SET PROBLEM A: From the article on the proposed prohibited transaction exemption, reproduce the passage from "If finalized, the" up to and including "rollovers to IRAs.", swapping "variable annuities" for "fixed annuities".
··· SOURCE EXTRACT ···
The Department of Labor’s Proposed Prohibited Transaction Exemption and its Impact on Recommendations to Plans, Participants and IRAs (Part 2)
As background, an exemption is an exception to the prohibited transaction rules, but the exception is only available if its conditions are satisfied . . . and there are conditions. This article explains the conditions in the proposed PTE.
If finalized, the exemption would permit conflicted fiduciary advice to ERISA retirement plans, participants and IRAs. Many, if not most, investment recommendations of broker-dealers involve conflicts of interest, e.g., commissions on securities trades, 12b-1 fees on mutual funds, and commissions on variable annuities. Some advice by investment advisers also involve conflicts of interest, e.g., recommendations that result in revenue sharing payments to the investment adviser or the firm. And some conflicts apply to both, for example, recommendations of rollovers to IRAs.
However, the prohibited transaction rules do not apply to all recommendations. Instead, they only apply to fiduciary recommendations, and fiduciary status is determined by the DOL’s 5-part functional test. In this context, “functional” means that, if the recommendations or advice satisfy the 5-part definition, then the firm and the financial professional are fiduciaries for their recommendations to plans, participants and/or IRA owners. In the past, many broker-dealers have taken the position that their recommendations were not fiduciary advice because their services did not satisfy the “regular basis” part of the test, that is, they reasoned that they did not make recommendations to the plan or participant on a regular basis. Presumably, broker-dealers also took the position that they did not satisfy the 5-part fiduciary test for recommendations to IRAs, but it’s not clear because there aren’t any reported cases in that context.
···
SET PROBLEM B: Copy each line of the entries below that contains the string "ceramic". Match case exactly.
··· DATA EXTRACT ···
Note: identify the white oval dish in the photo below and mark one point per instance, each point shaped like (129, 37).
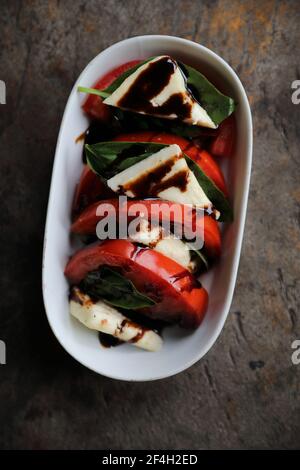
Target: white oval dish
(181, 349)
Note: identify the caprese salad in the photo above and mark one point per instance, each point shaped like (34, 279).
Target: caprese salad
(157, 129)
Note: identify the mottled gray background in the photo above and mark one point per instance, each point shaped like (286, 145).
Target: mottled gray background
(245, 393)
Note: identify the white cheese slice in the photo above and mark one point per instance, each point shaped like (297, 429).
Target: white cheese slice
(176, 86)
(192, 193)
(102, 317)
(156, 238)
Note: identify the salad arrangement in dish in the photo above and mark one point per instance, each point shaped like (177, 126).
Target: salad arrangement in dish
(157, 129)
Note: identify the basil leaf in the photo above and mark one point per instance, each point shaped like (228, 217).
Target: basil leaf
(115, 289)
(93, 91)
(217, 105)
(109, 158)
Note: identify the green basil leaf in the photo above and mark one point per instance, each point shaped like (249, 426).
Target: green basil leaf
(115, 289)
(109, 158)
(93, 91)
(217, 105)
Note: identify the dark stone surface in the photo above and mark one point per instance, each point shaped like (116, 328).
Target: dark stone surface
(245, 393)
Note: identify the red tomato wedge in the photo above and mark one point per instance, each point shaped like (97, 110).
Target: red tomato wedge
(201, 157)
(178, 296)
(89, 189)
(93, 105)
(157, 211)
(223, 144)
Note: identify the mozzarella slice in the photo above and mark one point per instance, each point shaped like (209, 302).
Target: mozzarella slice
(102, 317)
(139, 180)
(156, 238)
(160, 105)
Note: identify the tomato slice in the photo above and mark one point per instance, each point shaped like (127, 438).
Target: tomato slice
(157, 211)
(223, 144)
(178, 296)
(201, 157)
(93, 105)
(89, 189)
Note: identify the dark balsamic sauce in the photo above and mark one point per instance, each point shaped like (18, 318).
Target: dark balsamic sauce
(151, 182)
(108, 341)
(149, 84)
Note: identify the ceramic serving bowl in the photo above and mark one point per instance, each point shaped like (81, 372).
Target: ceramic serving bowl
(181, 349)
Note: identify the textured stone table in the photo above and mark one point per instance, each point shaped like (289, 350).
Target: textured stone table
···
WRITTEN ANSWER A:
If finalized, the exemption would permit conflicted fiduciary advice to ERISA retirement plans, participants and IRAs. Many, if not most, investment recommendations of broker-dealers involve conflicts of interest, e.g., commissions on securities trades, 12b-1 fees on mutual funds, and commissions on fixed annuities. Some advice by investment advisers also involve conflicts of interest, e.g., recommendations that result in revenue sharing payments to the investment adviser or the firm. And some conflicts apply to both, for example, recommendations of rollovers to IRAs.

WRITTEN ANSWER B:
Note: identify the ceramic serving bowl in the photo above and mark one point per instance, each point shaped like (81, 372).
Target: ceramic serving bowl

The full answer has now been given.